**Document section:**
Root canal. It probably conjures up memories of some horror story your mate told you at the pub that one time. The truth is that root canal is a highly effective and comfortable procedure which can save your tooth with long lasting results.
Why do I need a root canal?
If the nerve within a tooth (known as the pulp) becomes inflamed or infected the tooth will need a root canal in order to be saved. This may occur due to decay, cracks in the tooth, a traumatic injury, loose fillings, heavy wear to the tooth or gum disease
Does it work or am I just going to end up having the tooth out anyway?
Root canal is only performed if the tooth has a good chance of lasting a long time. There is always a risk with any dental treatment that something could go wrong either during or after treatment and this may result in further treatment being required or the tooth being removed. Root canal has a good success rate and most treatments are successful.
Will it hurt?
A local anaesthetic is used to numb the tooth the same as for fillings. The treatment is comfortable. There is sometimes discomfort after treatment but this is usually mild. We often overcome this by placing anti-inflammatories into the tooth during treatment.
What's the cost?
Root canal is usually less expensive than having the tooth removed and replaced. The cost will vary depending on the complexity involved. Back teeth are usually more expensive than front teeth. Your dentist should provide you with an estimate prior to treatment.
Do I need to see a specialist?
In the vast majority of cases the root canal treatment can be performed by a dentist. Experience and training in root canal treatment varies between dentists and this impacts the need for a specialist referral. At out clinic only highly complex treatments will require a specialist referral.
What is root canal treatment?

Point localization data:
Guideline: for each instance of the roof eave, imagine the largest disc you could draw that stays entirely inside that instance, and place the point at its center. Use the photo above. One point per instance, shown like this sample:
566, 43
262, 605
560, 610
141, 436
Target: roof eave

**Work to be completed:**
Pick up the root canal FAQ after its last line and keep writing it. The items above aren't needed for this.

**Reply to the task:**
Root canal treatment removes the infection and pain from a tooth which allows the tooth to be saved.
Step 1: The pulp is accessed and medication is placed within the tooth to start the healing process and relieve pain.
Step 2: The infected pulp and bacteria are removed from the canals within the tooth roots by a combination of small files and flushing out the tooth with solution.
Step 3: The canals within the roots are filled up with a rubber material to seal them which prevents re-infection.
Step 4: The tooth is restored with a filling/cap/crown/ceramic restoration. This allows the tooth to look and function as a normal tooth.
This treatment is usually completed over 2 to 4 appointments
What happens after the treatment?
After root canal the biting surface of the tooth will need to be restored with either a filling or a "cap"/crown/ceramic restoration. Teeth that have this final treatment within 4 months of root canal treatment have a better prognosis. Your dentist will discuss with you the options. In some situations where there is limited tooth structure remaining the tooth is at risk of a vertical fracture. If this is the case a cap or ceramic restoration will be recommended to prevent fracture.